··· Text
It is a Thursday in February in Waterford. You run a 10-van building and maintenance company. One of your older Transits is due replacement. The Irish used van market is tight — a clean 2021 Transit Custom 2.0 TDCi at an Irish main dealer is €22,000. A mate tells you about a UK commercial vehicle auction where the same van ran £13,500 last Tuesday. At 1.17 to the euro that is €15,800. Gap: €6,200. A no-brainer.

Three weeks later the van is finally on Irish plates. The spreadsheet tells a different story. The van cost you €21,400 landed. Net saving against the Irish dealer: €600 — and you spent 22 hours of your own time across Revenue forms, a NCTS appointment, shipping calls and a very long phone queue to HMRC about UK VAT reclaim. For €600.
······
··· Supplied information
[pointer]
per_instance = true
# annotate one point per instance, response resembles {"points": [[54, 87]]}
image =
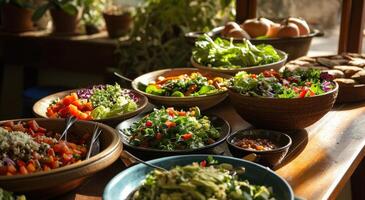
······
What you need to do:
**A.** Reproduce the van import text starting at "It is a Thursday" and ending at "Gap: €6,200. A no-brainer.", substituting "Cork" for "Waterford".
**B.** Answer these questions from the van import text:
(i) What does a clean 2021 Transit Custom 2.0 TDCi cost at an Irish main dealer?
(ii) What did the van cost landed?
(iii) How many hours of your own time did the process take?
The data here come from a separate source.

Correct answers:
**A.**
It is a Thursday in February in Cork. You run a 10-van building and maintenance company. One of your older Transits is due replacement. The Irish used van market is tight — a clean 2021 Transit Custom 2.0 TDCi at an Irish main dealer is €22,000. A mate tells you about a UK commercial vehicle auction where the same van ran £13,500 last Tuesday. At 1.17 to the euro that is €15,800. Gap: €6,200. A no-brainer.

**B.**
(i) €22,000
(ii) €21,400
(iii) 22 hours